▶ Entries shown
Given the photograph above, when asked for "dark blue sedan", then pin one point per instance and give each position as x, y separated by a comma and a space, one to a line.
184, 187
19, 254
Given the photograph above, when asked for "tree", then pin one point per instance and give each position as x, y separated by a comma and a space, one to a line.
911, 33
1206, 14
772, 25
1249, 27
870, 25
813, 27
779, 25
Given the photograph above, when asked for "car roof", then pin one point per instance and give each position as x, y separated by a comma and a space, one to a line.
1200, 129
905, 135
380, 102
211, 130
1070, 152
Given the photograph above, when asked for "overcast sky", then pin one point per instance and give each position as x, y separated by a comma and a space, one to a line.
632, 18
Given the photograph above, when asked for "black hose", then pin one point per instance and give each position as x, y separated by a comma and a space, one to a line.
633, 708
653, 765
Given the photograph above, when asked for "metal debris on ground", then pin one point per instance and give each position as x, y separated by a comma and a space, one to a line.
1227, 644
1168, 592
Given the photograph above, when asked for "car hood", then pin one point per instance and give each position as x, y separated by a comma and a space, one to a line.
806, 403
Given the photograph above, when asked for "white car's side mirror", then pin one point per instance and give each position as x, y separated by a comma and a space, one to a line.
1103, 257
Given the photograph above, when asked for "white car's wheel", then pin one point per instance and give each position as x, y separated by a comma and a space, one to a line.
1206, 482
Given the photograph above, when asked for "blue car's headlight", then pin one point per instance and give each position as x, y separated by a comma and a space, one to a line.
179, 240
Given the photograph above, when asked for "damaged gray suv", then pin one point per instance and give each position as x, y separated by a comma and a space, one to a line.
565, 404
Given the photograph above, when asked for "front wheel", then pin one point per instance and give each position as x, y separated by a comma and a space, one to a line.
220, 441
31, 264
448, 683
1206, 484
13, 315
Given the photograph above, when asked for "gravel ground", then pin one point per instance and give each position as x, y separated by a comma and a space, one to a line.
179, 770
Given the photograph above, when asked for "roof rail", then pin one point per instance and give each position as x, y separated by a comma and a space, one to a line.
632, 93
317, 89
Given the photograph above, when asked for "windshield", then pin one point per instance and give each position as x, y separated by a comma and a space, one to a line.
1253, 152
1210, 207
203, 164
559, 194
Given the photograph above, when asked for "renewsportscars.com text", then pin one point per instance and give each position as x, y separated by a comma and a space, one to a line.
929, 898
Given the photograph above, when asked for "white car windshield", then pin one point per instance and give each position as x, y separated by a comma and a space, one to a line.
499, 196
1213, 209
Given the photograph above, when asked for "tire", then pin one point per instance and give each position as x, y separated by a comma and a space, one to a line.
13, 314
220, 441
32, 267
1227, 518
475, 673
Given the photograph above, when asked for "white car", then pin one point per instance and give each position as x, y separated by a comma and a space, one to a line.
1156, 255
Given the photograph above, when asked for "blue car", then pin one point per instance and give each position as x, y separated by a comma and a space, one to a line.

▶ Your goal
The records above are to be copied in full, exactly as written.

▶ Worked solution
Given the photograph above, when asked for "dark blue sedan", then pin one point per instance and give each position as x, y separated by a comma and a space, one to a line.
184, 187
19, 254
Given the photograph above, when asked for "tree", then pin one point per instance and give each position as x, y separated by a comma and a space, one to a line.
911, 33
1206, 14
772, 25
1249, 27
870, 25
813, 27
779, 25
Given the photograph above, when asked for "car roof", then pin one point per instance and give each position as x, y separated by a comma and a space, one to a line.
1200, 129
905, 135
380, 102
211, 130
1070, 152
Given the photograph above, when asked for "overcast sky", then pin one point per instance and give each position as x, y separated by a comma and a space, one to a line.
632, 18
Given the photograph above, when asked for "black hose", then pin one point per instance and give each position as x, y separated by a comma and a space, one to a line.
633, 708
653, 765
Given the photograph above, when asked for "metal debris on ground", then pin one point per instance and give each position as x, y separated by a comma and a space, one to a line.
1227, 644
1168, 592
Given the photograph above, when asked for "car hood", then pin one point per instance and give each position as x, y separated by a comma and a space, one to a line.
806, 403
Given the photograph above, when asked for "white car's side mirror", then pin one point per instance and give each position as x, y separated by a comma and a space, one to a line.
1103, 257
Given the photograph above, when asked for "white car's wheel", then pin one point per instance and give each position as x, y separated by a comma and a space, one to a line.
1206, 482
Given the photograph above, when asked for "blue car's headlight", then pin one point per instance and give each position as x, y separated by a comma and a space, one to a line.
179, 240
Given the photograph above, when asked for "damaged gray suv", then pin one point per instance and give each position as x, y separated by a comma and a space, one to a line.
565, 404
Given the photograph above, when asked for "front wheel", then pin one point per instance and give each position as x, y separated by a comma and a space, one to a line.
220, 441
31, 264
448, 683
1206, 484
13, 315
Given the photograph above, when asked for "gravel ground", then pin one point per instance and give each position as x, y separated by a comma and a space, one to a line.
179, 770
Given the photograph above, when asked for "roof rail", then pin one point per instance and give each position as x, y separated by a comma and a space, one to a line.
632, 93
317, 89
Given the photograph above, when asked for "windshield", then pin one point per instance and give each position as x, y separated by a comma and a space, one to a line.
1253, 152
1210, 207
203, 164
559, 194
Given the photograph above, when asked for "renewsportscars.com text", then pin one point per instance and give each position as x, y separated by a comma and a space, one to a line.
929, 898
Given the photograph above, when asked for "white car windshield", then pin one point per instance and give each position as x, y separated by a comma and a space, one to a line.
499, 196
1213, 209
Given the photograph above, when asked for "tire", then pin one point per instance and give each position as x, y separated by a comma and a space, one to a line.
13, 314
220, 441
32, 267
1227, 518
475, 673
Given the photograph above, when asked for "white car", then pin one point per instance and give each position as x, y separated by a comma and a space, one to a line.
1156, 255
Given the photograph above, when asked for "blue car", then pin one point per instance and give each position as x, y separated by a comma and a space, one to a line.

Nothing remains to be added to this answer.